**Latihan A:**
Tolong format baris data di bawah sebagai CSV dua kolom bernama "teks" dan "jawaban". Mulailah dari awal baris data dan berhenti setelah baris yang memuat "(1321, 445)", dengan setiap teks dan jawabannya dijadikan satu baris CSV, masing-masing dalam satu field berkutip dan pergantian barisnya diganti spasi.
**Latihan B:**
Lanjutkan tulisan tentang Ujian Nasional di bawah dari kalimat terakhirnya.
━━━ Kutipan Dokumen
Mutu pendidikan adalah salah satu indicator kemajuan bangsa. Melihat pendidikan di Indonesia sama halnya menonton pertandingan ulang sebuah pertandingan sepakbola, yang proses dan hasilnya sudah dapat ditebak dengan margin error yang tidak terlalu jauh. Hal seperti ini menimbulkan pertanyaan besar dalam benak sebagian orang yang masih peduli pada pendidikan di negeri ini. apa sebenarnya arah dan tujuan dari pola pendidikan yang telah berlangsung selama ini. Bagi sebagian orang hal ini malah diperparah dengan menjadikan pendidikan sebagai salah satu lahan mencari keuntungan sebanyak-banyaknya. Komersialisasi pendidikan, istilah yang selama ini digaungkan oleh aktivis pendidikan yang tidak sepakat dengan segala kebijakan pemerintah yang kadang tidak bijak seperti UU BHP, yang paling sering menjadi bahan pembicaraan yang erat kaitannya dengan komersialisasi pendidikan. dan masih banyak lagi polemic yang berkaitan dengan pendidikan di negeri ini.
Salah satu polemic yang sering timbul menjelang kuartal pertama
dalam kalender pendidikan adalah tahap akhir bagi para pelajar ditingkat
Sekolah Dasar, Sekolah Menengah Pertama dan Sekolah Menengah Akhir yaitu Ujian
Nasional. Ujian Nasional atau yang dulunya dikenal dengan nama lain tapi dengan
bentuk yang sama adalah sebuah jenjang final sebagai penentuan lulus atau
tidaknya seorang peserta didik untuk melanjutkan ke jenjang pendidikan
selanjutnya atau hanya sekedar memperoleh ijazah untuk berjuang dalam dunia
kerja. UN meskipun merupakan salah satu terobosan yang ditelurkan oleh
pemerintah, dalam hal ini Departemen Pendidikan, masih merupakan bahan
pembicaraan oleh para pemerhati pendidikan. UN sering diibaratkan sebagai jalan
pintas untuk melihat prestasi belajar peserta didik selama mengikuti pendidikan
di sekolah formal. Tidak ada pengecualian atau pertimbangan saat UN, entah
siswa tersebut selama sekolah adalah anak yang sering memberikan porestasi
secara pribadi maupun membawa nama sekolah, jika tak lulus UN maka tak lulus.
Dalam pelaksanaannya Ujian Nasional mampu menghentikan segala
bentuk ketidakdisiplinan siswa selama bersekolah. mereka yang sebelumnya malas,
dengan ancaman tidak lulus UN akan sertamerta berubah menjadi orang paling
rajin di sekolah. Siswa yang dulunya acak-acakan dan bertindak semaunya, dengan
iming-iming lulus UN mampu menyulap dirinya menjadi sosok siswa yang tidak
punya cacat dalam berpakaian. namun UN tidak selamanya menimbulkan efek-efek
bias baik seperti itu. terkadang UN juga menimbulkan bentuk-bentuk kejahatan
terselubung yang baru. salah satunya adalah mencari jalan pintas untuk lulus
dengan jalan yang dianggap layak untuk situasi seperti itu.
━━━━━━
━━━ Data
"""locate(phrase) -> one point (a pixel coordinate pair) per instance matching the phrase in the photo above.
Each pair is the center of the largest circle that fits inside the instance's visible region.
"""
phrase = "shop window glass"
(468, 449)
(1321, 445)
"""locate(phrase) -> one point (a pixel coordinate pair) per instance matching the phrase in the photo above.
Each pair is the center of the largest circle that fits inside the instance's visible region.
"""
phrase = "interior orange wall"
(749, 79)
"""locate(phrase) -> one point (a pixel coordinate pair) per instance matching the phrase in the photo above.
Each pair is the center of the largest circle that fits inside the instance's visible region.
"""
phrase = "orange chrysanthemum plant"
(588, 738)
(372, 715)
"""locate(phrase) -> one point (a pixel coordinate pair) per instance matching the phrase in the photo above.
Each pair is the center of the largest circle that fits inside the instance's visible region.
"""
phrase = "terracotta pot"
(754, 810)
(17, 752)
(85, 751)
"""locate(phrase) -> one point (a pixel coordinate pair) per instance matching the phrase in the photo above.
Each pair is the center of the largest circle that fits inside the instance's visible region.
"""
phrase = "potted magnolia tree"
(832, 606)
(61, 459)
━━━━━━
**Jawaban Tertulis A:**
teks,jawaban
"""""""locate(phrase) -> one point (a pixel coordinate pair) per instance matching the phrase in the photo above. Each pair is the center of the largest circle that fits inside the instance's visible region. """""" phrase = ""shop window glass""","(468, 449) (1321, 445)"

**Jawaban Tertulis B:**
UN juga menjadi salah satu ukuran kualitas sekolah. jika jumlah
siswa yang dinyatakan lulus lebih banyak dari yang gagal, maka sekolah tersebut
dinyatakan berkualitas. apalagi jika jumlah mereka mencapai 100 persen
kelulusan, maka sekolah tersebut akan diserbu oleh para pendaftar untuk calon
siswa baru. dengan kondisi seperti ini, maka setiap tahunnya sekolah berusaha
untuk memberikan segala fasilitas yang diperlukan bagi para siswanya agar mampu
menjalani UN dengan hasil yang sempurna. bahkan tak jarang mereka menghalalkan
segala cara agar semua siswanya mampu lulus dalam Ujian Akhir tersebut, entah
itu dengan menunjuk salah satu siswa di setiap ruangan sebagai bank jawaban
pada saat teman-temannya mengalami kesulitan, ataukah cara lain yang ujungnya
memberikan manfaat instan bagi mereka.
sebuah ironi memang melihat Ujian akhir yang seharusnya dinyatakan
sebagai indicator peningkatan kualitas pendidikan di Indonesia namun dalam
pelaksanaannya masih terdapat beberapa hal yang kurang mengenakkan. hal ini
sebagian besar terjadi karena Ujian Nasional hanya dianggap sebagai kompetisi
instan tahunan yang tidak memiliki tindak lanjut berarti setelah dilaksanakan.
evaluasi terhadap pelaksanaan UN juga hanya menjadi sia-sia belaka karena tidak
pernah menjadi bahan pelajaran bagi UN selanjutnya. karena seperti yang bisa
dilihat saat ini, UN hanyalah menjadi ajang pencitraan bagi sekolah agar dalam
tahun ajaran selanjutnya mampu menarik siswa baru sebanyak-banyaknya.
Namun ada satu hal yang menggelitik dari pikiran saya tentang Ujian
Akhir ini. Karena Ujian akhirpun menjadi jalan taubat baru bagi para siswa.
Kengerian tak lulus UN bahkan lebih berbahaya dibandingkan datangnya hari
Kiamat yang katanya tahun 2012 lalu. tak lulus UN bisa menjatuhkan martabat
seorang siswa, menghilangkan kepercayaan diri, menimbulkan frustasi bahkan
menjadi sebab utama untuk mengakhiri hidup. berbondong-bondong para siswa
melakukan tobat massal, bahkan ada beberapa sekolah yang memberikan media untuk
menampung aspirasi taubat para siswanya dengan melaksanakan tabligh akbar,
memberikan sumbangan ke panti asuhan dengan harapan didoakan agar diluluskan
atau sekedar melaksanakan malam renungan dengan mengundang tokoh agama yang
punya keahlian mengucurkan air mata manusia agar ingat pada dosa-dosanya.
saking ngerinya tak lulus UN, beberapa siswa sampai menziarahi beberapa makam
ulama-ulama hanya untuk minta diluluskan UN. jadi jangan heran kalau dalam
waktu dekat ini anda mendapatkan kiriman pesan singkat bernada kurang lebih
seperti ini “Maafkan segala kesalahan saya selama ini. Itu semua hanyalah
kekhilafan dari seorang hamba yang tak berdaya…..Mohon do’anya agar saya
diluluskan Ujian Akhir tahun ini…..Amin”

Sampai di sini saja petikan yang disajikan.